» Work required: Only the lines from the one containing "Where can you see the black boot" through the end of the data below should be copied, each exactly as written and with both ends kept.

» Source material:
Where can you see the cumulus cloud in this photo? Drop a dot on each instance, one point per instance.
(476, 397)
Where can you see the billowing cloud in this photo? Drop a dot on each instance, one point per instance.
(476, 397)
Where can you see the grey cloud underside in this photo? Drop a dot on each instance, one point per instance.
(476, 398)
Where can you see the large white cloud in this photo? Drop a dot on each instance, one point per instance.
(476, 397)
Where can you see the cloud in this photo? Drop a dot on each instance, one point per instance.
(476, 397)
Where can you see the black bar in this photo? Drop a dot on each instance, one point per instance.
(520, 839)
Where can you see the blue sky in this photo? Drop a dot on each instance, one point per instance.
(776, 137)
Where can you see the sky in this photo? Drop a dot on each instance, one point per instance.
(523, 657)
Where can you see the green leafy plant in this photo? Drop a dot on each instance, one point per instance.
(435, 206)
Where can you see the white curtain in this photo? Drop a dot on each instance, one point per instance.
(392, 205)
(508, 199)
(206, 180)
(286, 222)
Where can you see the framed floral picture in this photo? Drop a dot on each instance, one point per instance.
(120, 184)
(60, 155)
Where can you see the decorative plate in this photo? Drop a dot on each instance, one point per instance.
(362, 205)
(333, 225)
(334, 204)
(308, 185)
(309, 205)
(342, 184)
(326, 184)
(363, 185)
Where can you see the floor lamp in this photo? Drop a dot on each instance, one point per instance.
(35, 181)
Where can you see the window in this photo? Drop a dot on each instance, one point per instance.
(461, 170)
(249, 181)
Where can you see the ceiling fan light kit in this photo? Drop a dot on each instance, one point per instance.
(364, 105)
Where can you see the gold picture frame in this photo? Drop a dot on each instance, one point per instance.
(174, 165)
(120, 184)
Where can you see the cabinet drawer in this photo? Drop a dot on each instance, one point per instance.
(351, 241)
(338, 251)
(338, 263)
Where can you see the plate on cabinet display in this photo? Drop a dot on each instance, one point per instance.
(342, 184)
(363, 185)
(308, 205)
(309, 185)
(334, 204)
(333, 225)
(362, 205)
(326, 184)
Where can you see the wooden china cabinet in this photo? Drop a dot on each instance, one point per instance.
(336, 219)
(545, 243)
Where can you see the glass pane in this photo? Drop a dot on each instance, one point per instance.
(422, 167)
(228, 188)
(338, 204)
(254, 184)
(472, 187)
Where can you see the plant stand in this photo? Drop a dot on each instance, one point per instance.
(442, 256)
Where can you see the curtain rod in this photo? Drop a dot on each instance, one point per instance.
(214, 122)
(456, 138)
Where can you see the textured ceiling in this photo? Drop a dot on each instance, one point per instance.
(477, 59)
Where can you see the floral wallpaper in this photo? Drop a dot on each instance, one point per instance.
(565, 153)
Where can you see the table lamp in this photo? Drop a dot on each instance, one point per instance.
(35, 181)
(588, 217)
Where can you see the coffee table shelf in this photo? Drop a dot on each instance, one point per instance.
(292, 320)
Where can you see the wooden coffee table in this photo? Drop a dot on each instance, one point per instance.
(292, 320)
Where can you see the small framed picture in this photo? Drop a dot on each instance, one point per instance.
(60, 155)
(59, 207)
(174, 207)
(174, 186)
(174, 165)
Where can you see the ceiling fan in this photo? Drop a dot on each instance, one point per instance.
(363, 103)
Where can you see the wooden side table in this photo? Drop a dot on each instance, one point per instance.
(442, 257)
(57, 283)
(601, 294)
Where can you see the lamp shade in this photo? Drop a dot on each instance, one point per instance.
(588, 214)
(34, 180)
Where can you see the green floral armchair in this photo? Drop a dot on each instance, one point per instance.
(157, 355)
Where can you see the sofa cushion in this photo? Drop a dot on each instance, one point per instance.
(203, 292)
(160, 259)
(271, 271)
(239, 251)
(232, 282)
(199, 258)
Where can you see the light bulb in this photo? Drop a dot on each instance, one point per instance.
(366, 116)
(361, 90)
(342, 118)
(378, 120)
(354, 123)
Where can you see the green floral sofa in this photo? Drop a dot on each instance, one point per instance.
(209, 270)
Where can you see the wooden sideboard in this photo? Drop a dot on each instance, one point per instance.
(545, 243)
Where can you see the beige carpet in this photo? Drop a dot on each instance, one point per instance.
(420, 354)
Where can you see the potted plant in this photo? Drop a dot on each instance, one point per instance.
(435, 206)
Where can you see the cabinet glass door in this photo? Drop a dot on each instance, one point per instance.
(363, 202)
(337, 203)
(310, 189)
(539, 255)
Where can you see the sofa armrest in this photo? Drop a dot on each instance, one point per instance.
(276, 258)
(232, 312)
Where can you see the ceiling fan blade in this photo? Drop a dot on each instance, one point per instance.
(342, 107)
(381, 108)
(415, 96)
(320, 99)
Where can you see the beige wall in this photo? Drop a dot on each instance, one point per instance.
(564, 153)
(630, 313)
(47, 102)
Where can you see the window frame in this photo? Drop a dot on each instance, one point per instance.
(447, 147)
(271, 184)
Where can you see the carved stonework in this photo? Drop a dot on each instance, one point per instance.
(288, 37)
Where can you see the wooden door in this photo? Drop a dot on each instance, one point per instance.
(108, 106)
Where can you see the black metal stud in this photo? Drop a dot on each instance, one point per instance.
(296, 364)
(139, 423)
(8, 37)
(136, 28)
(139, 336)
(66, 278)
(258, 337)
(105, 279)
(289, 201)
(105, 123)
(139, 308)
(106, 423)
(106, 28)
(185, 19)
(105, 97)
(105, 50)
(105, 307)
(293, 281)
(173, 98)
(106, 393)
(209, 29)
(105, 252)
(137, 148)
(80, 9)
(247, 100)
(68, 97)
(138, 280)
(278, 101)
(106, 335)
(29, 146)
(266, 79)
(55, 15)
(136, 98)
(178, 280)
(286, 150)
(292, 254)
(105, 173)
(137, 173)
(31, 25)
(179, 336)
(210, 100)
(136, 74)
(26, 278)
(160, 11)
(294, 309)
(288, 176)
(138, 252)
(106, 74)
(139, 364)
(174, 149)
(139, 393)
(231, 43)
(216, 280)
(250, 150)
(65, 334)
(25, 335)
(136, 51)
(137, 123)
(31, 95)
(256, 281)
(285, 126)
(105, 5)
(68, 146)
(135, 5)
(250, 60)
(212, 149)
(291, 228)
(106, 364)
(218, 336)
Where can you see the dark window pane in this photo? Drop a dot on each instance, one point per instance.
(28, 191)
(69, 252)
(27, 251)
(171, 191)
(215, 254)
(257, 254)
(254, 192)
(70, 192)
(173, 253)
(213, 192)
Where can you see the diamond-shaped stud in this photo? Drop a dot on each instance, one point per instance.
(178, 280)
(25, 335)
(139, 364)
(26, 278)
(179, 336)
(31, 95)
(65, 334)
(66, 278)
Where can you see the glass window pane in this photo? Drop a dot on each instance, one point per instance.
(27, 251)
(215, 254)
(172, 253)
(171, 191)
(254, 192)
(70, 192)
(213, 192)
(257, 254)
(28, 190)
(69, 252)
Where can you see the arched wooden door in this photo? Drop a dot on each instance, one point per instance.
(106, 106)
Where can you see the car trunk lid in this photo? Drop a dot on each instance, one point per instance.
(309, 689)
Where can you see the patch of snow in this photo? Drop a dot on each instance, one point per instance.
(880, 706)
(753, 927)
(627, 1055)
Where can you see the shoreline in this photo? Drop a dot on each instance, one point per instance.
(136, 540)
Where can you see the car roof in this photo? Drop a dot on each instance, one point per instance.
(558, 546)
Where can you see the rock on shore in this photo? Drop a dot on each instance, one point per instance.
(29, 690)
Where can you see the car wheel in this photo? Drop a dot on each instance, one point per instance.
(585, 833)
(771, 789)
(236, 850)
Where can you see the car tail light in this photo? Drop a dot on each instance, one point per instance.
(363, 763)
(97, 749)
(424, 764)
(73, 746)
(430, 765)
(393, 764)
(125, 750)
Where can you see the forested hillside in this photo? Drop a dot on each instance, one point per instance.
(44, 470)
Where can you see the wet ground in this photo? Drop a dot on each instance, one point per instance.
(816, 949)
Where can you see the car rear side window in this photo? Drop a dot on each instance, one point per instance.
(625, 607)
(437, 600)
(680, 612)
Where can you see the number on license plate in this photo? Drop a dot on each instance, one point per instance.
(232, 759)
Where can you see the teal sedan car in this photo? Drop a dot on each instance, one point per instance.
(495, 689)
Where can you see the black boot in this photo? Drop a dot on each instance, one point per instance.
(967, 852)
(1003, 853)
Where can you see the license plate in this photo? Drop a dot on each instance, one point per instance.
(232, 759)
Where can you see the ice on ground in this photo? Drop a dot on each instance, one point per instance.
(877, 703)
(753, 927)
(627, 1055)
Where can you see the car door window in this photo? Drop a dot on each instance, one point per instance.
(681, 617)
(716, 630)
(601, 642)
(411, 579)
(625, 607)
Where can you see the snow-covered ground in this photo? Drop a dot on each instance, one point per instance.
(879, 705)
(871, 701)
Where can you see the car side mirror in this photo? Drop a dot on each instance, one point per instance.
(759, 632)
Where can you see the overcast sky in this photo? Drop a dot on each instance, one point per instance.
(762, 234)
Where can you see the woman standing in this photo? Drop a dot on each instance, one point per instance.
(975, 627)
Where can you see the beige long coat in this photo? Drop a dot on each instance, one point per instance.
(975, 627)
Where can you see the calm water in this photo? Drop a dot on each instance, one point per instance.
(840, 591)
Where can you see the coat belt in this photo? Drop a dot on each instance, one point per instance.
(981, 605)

» Expected output:
Where can you see the black boot in this photo? Drop a dot on each instance, one point per instance.
(967, 852)
(1003, 853)
Where can you see the license plate in this photo? Drop a dot on each instance, one point per instance.
(232, 759)
Where can you see the ice on ground in this photo? Drop a dot on each instance, one point per instance.
(877, 703)
(753, 927)
(627, 1055)
Where can you see the car door window in this photo? Drop a dot on each instance, one point per instance.
(681, 617)
(716, 630)
(601, 642)
(411, 579)
(625, 607)
Where can you see the snow-covered ground in this photo? Drop a dot on each instance, one point per instance.
(879, 705)
(871, 701)
Where can you see the car side mirror in this photo? Drop a dot on each instance, one point per instance.
(759, 632)
Where can you see the overcast sky in this photo? Drop a dot on each instance, one point per instance.
(762, 234)
Where can you see the woman standing in this photo? Drop a dot on each instance, one point per instance.
(975, 627)
Where can you see the beige long coat in this photo? Drop a dot on each instance, one point per instance.
(975, 627)
Where can you see the calm water in this photo? Drop a dot on each instance, one point per instance.
(840, 591)
Where can you see the coat belt in this photo? Drop a dot on each instance, one point per instance.
(981, 605)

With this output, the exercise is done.